#### [INSTRUCTIONS TO FOLLOW]
Before the data, reproduce the passage from the essay on Wordsworth criticism, starting with "While no one" and going on through "than richly complicated.".

* BEGIN PAGE EXCERPT *

While no one reads Wordsworth from the Arnoldian position today, my point is that Wordsworth has been read, and continues to be read, through what might be called a “Cartesian filter.” And as a result, his complicated statements in the Prefaces concerning the connections between thinking and feeling, mind and “Nature,” and body and spirit have been either (1) ignored completely or (2) oversimplified by being recast in dualistic terms. Critics who analyze them typically “murder to dissect” by demanding that Wordsworth’s thinking conform to their own assumptions. They strive to make them falsely clear rather than richly complicated.
 In order to illustrate the unfortunate implications of reading Wordsworth through a “Cartesian filter,” I will briefly examine some important positions taken in Wordsworthian scholarship and show how Cartesian assumptions have repeatedly shaped our readings of Wordsworth. We must begin, of course, with M. H. Abrams’ account of Wordsworth’s “literary theory” in his milestone book The Mirror and the Lamp. In this book, Abrams claimed that the 1800 Preface to Lyrical Ballads had “something of the aspect of a romantic manifesto” (100), and effectively established that Wordsworth’s writings were central to the development of romantic theories of poetry and literature in England. As a result, this text has served as a point of departure for, and has set the terms of, much subsequent scholarship. Unfortunately, Abrams relied on Cartesian oppositions when reading Wordsworth, reducing many of the complexities of the Preface to simple dichotomies. For example, he began from the premise that for Wordsworth (and later romantics) “Poetry is the expression or overflow of feeling, or emerges from a process of imagination in which feelings play the crucial part” (101).  His assumption was that “feeling” could only be seen as a category opposed to “thinking.” He neglected to examine the difficulties of interpreting just what Wordsworth meant by “feeling,” a term that Wordsworth sometimes used in the Preface to indicate “sensation” or “perception” as well as “emotion.” And he did not attempt to enter into the complexities of Wordsworth’s discussion of how “feeling” and “thinking” are related—complexities that qualify Wordsworth’s now famous statement that “poetry is the spontaneous overflow of powerful feelings.”

* END PAGE EXCERPT *
* BEGIN DATA SUPPLIED *

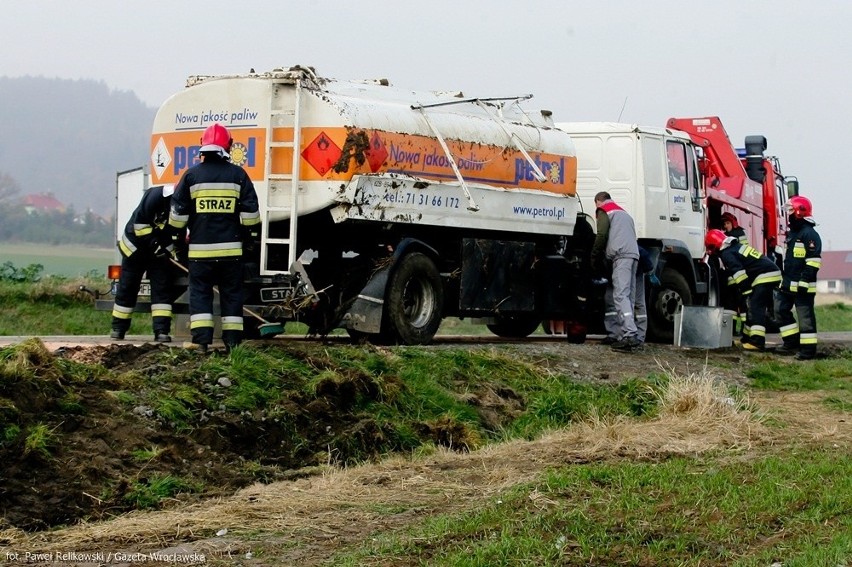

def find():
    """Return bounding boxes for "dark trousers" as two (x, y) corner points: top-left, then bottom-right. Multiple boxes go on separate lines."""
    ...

(112, 250), (175, 335)
(743, 283), (778, 348)
(189, 260), (243, 347)
(775, 290), (817, 355)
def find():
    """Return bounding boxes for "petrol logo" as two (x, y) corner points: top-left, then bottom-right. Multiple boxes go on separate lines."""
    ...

(171, 136), (257, 176)
(151, 138), (172, 178)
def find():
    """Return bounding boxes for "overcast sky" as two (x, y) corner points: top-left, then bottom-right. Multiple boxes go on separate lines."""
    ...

(6, 0), (852, 250)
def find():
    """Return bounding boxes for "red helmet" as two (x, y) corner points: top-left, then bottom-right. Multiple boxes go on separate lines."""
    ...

(198, 122), (234, 153)
(704, 228), (728, 252)
(787, 195), (814, 219)
(722, 213), (740, 228)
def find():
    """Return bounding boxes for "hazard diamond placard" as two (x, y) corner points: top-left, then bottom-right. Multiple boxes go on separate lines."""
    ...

(302, 132), (343, 175)
(364, 132), (388, 173)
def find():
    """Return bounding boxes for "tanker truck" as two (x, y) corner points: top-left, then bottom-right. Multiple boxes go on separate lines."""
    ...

(138, 66), (594, 344)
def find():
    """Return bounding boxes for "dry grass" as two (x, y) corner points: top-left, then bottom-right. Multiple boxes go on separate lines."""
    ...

(0, 369), (770, 553)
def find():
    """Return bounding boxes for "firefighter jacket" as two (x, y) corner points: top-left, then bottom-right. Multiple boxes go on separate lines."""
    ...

(169, 154), (260, 260)
(781, 219), (822, 293)
(118, 185), (171, 258)
(719, 236), (781, 295)
(592, 200), (639, 273)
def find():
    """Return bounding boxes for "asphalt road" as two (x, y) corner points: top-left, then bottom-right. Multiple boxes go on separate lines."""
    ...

(0, 332), (852, 351)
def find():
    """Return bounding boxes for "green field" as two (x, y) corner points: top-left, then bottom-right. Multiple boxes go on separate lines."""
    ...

(0, 242), (117, 277)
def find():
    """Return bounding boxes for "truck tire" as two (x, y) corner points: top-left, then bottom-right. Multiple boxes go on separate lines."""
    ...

(381, 252), (444, 345)
(647, 268), (692, 343)
(486, 315), (541, 339)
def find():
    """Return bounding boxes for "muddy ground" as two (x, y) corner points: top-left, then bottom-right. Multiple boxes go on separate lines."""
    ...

(0, 341), (845, 546)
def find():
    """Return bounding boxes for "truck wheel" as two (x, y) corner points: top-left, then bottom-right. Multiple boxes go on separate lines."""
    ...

(486, 315), (541, 339)
(381, 252), (444, 345)
(648, 268), (692, 343)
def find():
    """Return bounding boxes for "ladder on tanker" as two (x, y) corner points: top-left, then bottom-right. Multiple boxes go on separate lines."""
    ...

(258, 78), (302, 276)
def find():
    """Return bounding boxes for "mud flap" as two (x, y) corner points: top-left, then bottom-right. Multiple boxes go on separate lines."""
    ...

(342, 266), (391, 334)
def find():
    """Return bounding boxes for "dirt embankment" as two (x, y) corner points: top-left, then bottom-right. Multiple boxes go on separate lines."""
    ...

(0, 341), (849, 564)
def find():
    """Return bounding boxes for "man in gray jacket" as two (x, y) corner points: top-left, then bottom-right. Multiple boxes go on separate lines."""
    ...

(591, 191), (642, 352)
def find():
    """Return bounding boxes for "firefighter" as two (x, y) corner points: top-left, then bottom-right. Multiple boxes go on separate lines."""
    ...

(169, 123), (260, 351)
(591, 191), (642, 352)
(110, 185), (181, 343)
(775, 195), (822, 360)
(722, 212), (749, 335)
(704, 229), (781, 350)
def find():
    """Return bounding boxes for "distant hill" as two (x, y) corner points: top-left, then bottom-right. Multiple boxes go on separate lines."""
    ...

(0, 77), (156, 217)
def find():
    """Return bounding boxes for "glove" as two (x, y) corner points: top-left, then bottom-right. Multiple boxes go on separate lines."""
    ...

(154, 244), (177, 259)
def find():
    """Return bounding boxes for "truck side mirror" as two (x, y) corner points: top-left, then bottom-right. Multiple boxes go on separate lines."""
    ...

(784, 177), (799, 197)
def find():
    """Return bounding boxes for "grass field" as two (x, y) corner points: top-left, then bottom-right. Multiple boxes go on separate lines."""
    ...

(0, 242), (117, 277)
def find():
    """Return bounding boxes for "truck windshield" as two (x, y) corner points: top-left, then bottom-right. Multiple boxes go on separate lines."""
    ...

(666, 140), (689, 190)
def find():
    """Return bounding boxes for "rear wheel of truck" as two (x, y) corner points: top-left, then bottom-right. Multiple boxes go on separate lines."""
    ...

(486, 315), (541, 339)
(648, 268), (692, 343)
(381, 252), (444, 345)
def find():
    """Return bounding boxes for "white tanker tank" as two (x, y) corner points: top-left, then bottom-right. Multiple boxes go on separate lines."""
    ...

(150, 67), (580, 342)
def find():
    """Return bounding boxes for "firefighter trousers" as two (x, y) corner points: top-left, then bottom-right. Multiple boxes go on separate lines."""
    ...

(775, 290), (817, 356)
(189, 259), (243, 348)
(112, 249), (174, 337)
(743, 282), (778, 349)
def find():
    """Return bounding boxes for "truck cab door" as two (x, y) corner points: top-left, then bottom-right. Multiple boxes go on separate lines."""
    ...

(666, 139), (705, 258)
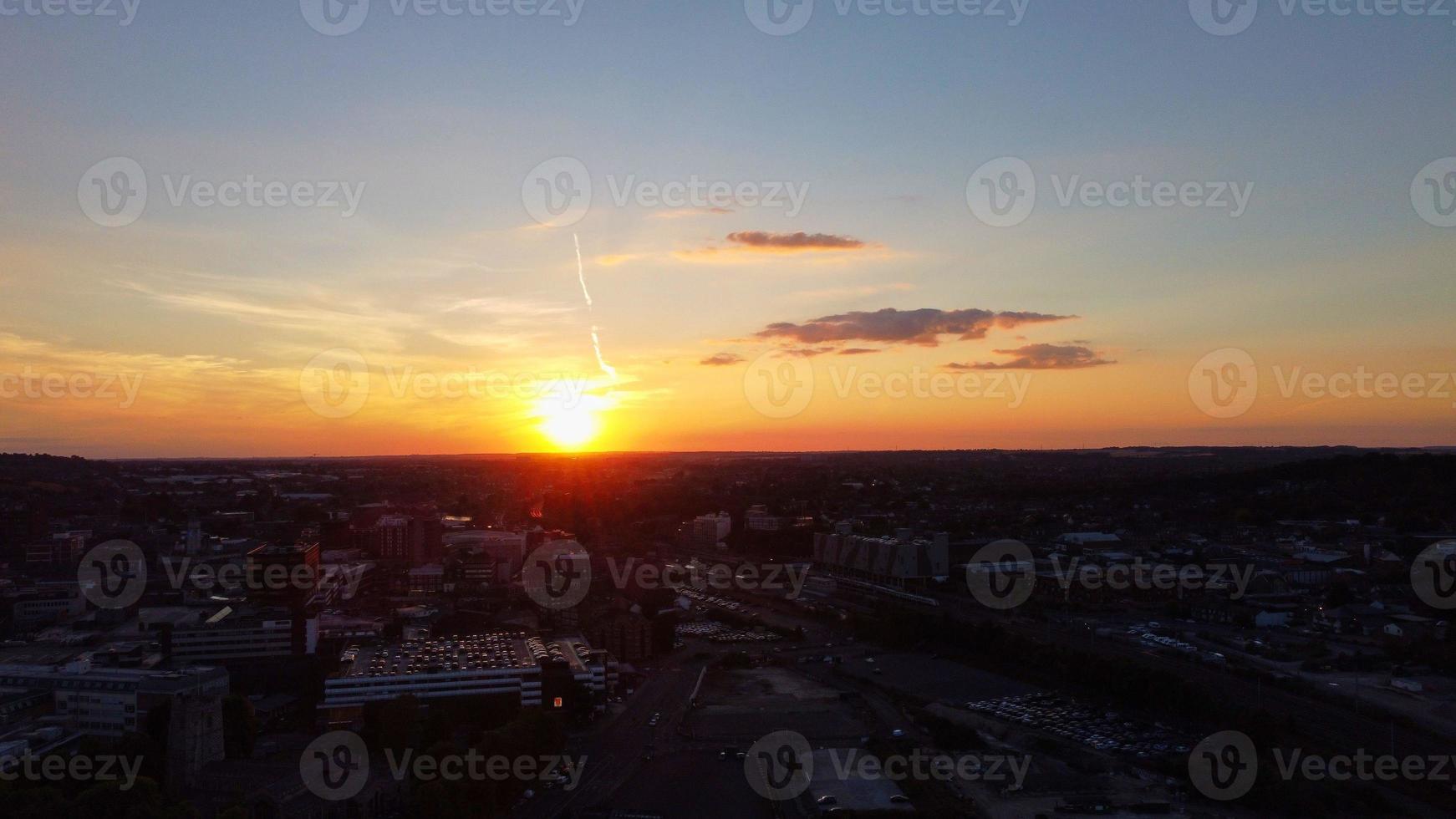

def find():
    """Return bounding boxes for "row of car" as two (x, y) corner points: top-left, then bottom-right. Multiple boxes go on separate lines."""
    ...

(965, 694), (1188, 760)
(677, 588), (746, 613)
(677, 620), (781, 643)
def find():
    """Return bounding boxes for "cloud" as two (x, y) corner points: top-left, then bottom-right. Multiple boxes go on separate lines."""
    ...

(591, 253), (645, 267)
(754, 307), (1076, 346)
(945, 345), (1117, 369)
(697, 352), (742, 367)
(728, 230), (868, 253)
(652, 208), (734, 220)
(785, 282), (914, 301)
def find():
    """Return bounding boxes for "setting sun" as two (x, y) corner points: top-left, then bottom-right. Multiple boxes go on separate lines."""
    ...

(536, 395), (601, 450)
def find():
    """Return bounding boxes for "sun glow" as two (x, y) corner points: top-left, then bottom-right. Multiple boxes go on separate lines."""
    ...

(536, 395), (604, 450)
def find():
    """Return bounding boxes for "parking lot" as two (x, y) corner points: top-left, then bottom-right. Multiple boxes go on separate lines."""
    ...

(677, 620), (781, 643)
(965, 694), (1188, 760)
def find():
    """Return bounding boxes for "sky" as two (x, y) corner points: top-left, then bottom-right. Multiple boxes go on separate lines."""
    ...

(0, 0), (1456, 457)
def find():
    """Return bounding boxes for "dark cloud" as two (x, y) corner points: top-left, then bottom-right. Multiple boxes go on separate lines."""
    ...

(728, 230), (866, 252)
(754, 307), (1076, 346)
(945, 345), (1117, 369)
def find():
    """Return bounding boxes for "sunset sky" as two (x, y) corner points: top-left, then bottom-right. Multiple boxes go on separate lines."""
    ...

(0, 0), (1456, 457)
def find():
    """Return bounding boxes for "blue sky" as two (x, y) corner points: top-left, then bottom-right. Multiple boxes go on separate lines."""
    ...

(0, 0), (1456, 446)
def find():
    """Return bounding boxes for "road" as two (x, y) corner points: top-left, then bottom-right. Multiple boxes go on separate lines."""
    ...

(516, 658), (708, 819)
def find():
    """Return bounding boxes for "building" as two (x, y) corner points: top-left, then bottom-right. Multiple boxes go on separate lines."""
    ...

(444, 530), (527, 589)
(320, 631), (618, 719)
(10, 582), (86, 631)
(584, 609), (671, 662)
(354, 513), (445, 566)
(814, 530), (951, 585)
(246, 542), (323, 605)
(0, 654), (228, 738)
(25, 532), (90, 570)
(157, 607), (318, 664)
(690, 512), (732, 548)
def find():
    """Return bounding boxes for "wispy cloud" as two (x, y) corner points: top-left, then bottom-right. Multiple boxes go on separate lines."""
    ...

(945, 345), (1117, 371)
(754, 307), (1076, 346)
(697, 352), (742, 367)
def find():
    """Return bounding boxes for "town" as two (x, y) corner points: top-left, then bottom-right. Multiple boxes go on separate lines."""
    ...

(0, 448), (1456, 819)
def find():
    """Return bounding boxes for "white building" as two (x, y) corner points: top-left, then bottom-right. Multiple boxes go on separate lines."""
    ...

(320, 631), (618, 710)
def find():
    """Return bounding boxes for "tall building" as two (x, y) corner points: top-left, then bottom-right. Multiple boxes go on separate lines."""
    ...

(246, 542), (323, 605)
(690, 512), (732, 548)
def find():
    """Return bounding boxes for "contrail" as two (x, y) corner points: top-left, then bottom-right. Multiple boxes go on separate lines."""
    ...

(571, 233), (618, 381)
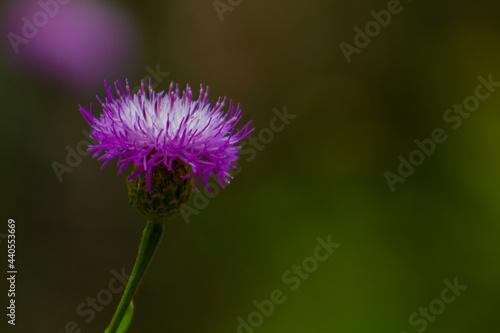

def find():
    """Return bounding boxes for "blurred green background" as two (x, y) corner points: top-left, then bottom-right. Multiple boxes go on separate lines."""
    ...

(0, 0), (500, 333)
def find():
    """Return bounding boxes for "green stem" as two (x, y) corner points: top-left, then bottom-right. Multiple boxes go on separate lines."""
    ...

(105, 221), (163, 333)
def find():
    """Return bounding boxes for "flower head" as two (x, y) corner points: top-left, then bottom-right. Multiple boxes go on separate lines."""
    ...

(80, 80), (253, 192)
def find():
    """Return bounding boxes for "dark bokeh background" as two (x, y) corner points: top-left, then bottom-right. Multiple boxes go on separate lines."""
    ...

(0, 0), (500, 333)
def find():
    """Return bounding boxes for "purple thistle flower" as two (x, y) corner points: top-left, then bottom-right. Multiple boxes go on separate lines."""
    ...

(80, 80), (254, 193)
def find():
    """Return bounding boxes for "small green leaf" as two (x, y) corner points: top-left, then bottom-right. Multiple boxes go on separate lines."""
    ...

(116, 302), (134, 333)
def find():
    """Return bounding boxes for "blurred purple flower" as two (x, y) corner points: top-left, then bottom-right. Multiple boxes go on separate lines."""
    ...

(4, 0), (138, 88)
(80, 81), (253, 192)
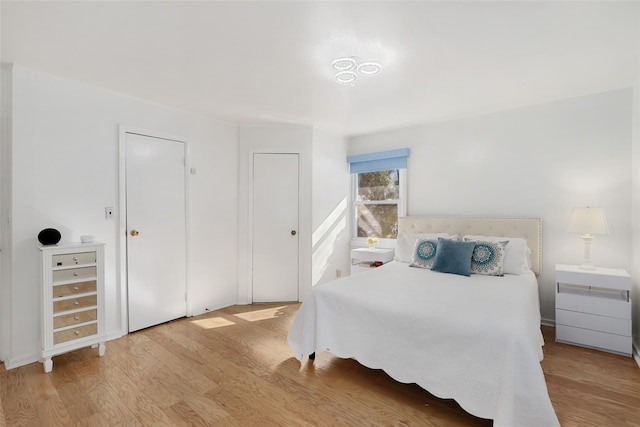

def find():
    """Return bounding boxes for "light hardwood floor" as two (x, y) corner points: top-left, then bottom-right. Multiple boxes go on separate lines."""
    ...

(0, 304), (640, 427)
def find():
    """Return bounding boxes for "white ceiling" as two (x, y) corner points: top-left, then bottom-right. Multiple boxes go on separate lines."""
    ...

(0, 0), (640, 135)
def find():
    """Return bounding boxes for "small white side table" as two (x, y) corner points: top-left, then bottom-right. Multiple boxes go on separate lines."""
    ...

(556, 264), (632, 356)
(351, 248), (395, 274)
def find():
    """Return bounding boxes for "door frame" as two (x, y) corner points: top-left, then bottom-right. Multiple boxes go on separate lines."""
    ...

(238, 144), (311, 304)
(116, 124), (193, 335)
(247, 150), (303, 304)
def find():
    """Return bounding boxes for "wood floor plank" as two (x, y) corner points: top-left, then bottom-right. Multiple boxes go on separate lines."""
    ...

(0, 304), (640, 427)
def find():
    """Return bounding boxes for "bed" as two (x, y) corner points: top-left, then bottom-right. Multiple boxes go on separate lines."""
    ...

(288, 217), (559, 427)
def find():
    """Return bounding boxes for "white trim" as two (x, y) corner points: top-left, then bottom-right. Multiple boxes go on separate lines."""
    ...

(116, 124), (193, 336)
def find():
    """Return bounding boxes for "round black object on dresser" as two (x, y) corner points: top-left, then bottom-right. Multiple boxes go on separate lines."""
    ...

(38, 228), (62, 245)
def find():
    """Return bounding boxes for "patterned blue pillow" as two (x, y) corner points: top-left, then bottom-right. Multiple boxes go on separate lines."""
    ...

(471, 240), (509, 276)
(409, 239), (438, 268)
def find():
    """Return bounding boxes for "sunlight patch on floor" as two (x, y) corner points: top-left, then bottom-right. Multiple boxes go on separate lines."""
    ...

(234, 305), (287, 322)
(191, 317), (235, 329)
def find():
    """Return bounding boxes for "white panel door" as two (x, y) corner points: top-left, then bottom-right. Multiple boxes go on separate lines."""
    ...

(125, 133), (187, 332)
(252, 154), (298, 302)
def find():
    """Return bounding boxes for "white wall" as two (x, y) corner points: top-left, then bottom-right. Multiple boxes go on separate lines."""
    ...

(3, 65), (238, 367)
(238, 125), (313, 304)
(0, 64), (12, 360)
(349, 89), (633, 320)
(630, 85), (640, 365)
(311, 130), (351, 286)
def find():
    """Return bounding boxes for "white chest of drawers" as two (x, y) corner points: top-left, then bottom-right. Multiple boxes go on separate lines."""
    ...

(38, 242), (104, 372)
(556, 265), (632, 356)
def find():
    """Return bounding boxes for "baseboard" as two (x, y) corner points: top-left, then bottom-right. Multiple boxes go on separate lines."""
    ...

(3, 353), (40, 370)
(540, 319), (556, 328)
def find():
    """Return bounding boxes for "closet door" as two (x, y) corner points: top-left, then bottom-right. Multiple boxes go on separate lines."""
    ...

(125, 133), (187, 332)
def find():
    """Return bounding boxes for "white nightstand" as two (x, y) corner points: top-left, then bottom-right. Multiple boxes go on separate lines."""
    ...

(556, 264), (632, 356)
(351, 248), (395, 274)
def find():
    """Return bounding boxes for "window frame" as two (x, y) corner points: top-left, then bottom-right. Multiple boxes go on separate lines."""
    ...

(350, 168), (407, 248)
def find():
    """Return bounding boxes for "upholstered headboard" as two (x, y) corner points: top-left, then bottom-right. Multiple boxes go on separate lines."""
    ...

(398, 216), (542, 276)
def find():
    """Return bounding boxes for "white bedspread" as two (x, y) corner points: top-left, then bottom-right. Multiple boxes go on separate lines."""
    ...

(288, 262), (559, 427)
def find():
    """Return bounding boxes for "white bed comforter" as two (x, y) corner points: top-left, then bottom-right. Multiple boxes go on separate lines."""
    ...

(288, 262), (559, 427)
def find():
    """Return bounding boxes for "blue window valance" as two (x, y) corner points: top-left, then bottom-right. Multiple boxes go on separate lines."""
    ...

(347, 148), (409, 173)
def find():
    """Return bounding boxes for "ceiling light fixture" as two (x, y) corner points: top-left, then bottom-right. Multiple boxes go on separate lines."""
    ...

(331, 56), (382, 86)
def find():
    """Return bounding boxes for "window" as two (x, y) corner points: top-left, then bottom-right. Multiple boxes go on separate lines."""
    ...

(347, 148), (409, 239)
(353, 169), (405, 239)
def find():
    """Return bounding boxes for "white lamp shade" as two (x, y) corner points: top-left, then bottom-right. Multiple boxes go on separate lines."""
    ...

(569, 207), (609, 234)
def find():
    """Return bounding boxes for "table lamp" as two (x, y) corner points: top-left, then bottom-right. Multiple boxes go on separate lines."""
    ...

(569, 207), (609, 270)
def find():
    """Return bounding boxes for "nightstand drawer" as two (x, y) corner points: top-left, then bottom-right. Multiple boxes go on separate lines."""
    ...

(556, 325), (631, 356)
(51, 252), (96, 267)
(556, 310), (631, 337)
(53, 323), (98, 345)
(53, 295), (98, 313)
(53, 308), (98, 329)
(53, 280), (96, 298)
(556, 287), (631, 319)
(53, 267), (96, 282)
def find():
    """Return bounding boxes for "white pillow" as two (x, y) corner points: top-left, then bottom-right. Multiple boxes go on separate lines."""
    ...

(393, 233), (458, 262)
(462, 235), (531, 274)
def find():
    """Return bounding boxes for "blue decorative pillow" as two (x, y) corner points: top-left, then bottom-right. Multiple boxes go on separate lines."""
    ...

(471, 241), (509, 276)
(431, 238), (476, 276)
(409, 239), (438, 268)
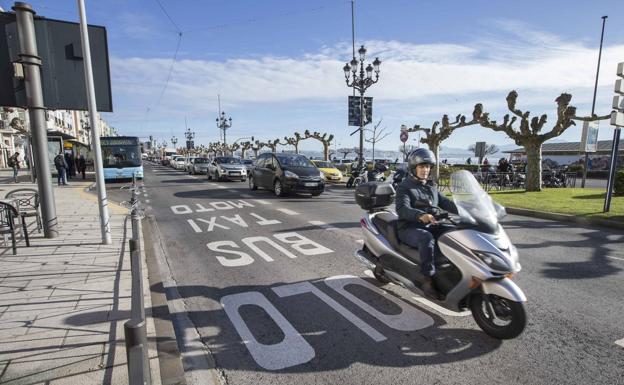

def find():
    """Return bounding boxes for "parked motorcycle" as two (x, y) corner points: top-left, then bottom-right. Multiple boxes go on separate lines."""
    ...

(355, 170), (527, 339)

* END DATA SUPPLIED *

#### [COMPLETE ANSWER]
While no one reads Wordsworth from the Arnoldian position today, my point is that Wordsworth has been read, and continues to be read, through what might be called a “Cartesian filter.” And as a result, his complicated statements in the Prefaces concerning the connections between thinking and feeling, mind and “Nature,” and body and spirit have been either (1) ignored completely or (2) oversimplified by being recast in dualistic terms. Critics who analyze them typically “murder to dissect” by demanding that Wordsworth’s thinking conform to their own assumptions. They strive to make them falsely clear rather than richly complicated.